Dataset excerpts
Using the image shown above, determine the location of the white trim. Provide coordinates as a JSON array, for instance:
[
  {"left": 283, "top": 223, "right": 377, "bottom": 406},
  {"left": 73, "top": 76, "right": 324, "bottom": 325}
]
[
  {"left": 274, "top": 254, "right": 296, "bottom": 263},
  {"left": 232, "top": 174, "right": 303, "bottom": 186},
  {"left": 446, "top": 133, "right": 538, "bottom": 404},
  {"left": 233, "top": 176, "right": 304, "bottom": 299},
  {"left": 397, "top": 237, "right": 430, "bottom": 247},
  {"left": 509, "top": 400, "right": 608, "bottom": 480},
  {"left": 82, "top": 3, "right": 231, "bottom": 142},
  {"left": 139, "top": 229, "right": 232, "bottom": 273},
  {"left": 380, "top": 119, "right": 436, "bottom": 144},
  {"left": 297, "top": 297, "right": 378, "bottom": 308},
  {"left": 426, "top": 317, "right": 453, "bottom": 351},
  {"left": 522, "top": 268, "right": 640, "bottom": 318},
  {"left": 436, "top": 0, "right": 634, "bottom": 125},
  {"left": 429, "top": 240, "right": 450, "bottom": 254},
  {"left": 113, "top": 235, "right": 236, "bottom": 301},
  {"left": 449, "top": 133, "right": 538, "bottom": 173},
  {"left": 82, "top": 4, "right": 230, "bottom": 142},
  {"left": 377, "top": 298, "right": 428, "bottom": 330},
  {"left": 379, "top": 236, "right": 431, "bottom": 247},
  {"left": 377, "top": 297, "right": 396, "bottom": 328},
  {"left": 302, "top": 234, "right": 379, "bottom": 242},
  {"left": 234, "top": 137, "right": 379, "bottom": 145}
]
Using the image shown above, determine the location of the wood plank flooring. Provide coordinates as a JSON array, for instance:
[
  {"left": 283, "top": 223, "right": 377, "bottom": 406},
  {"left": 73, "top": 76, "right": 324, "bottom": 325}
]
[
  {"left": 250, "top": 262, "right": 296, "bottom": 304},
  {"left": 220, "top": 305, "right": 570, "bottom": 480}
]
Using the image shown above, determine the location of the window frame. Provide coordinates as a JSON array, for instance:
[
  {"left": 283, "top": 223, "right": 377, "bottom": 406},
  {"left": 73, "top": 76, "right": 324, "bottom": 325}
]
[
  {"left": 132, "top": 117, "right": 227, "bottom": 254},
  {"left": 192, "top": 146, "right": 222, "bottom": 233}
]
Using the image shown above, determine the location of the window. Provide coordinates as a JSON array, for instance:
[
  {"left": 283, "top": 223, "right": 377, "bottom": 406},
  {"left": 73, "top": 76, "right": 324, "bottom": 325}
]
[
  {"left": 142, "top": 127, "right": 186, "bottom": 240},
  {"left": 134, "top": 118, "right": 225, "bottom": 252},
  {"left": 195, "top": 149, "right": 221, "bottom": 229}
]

BRIEF: Taking the lines above one at a time, give the number of them that contain the string "shown". Add nothing else.

WRITTEN SOLUTION: 4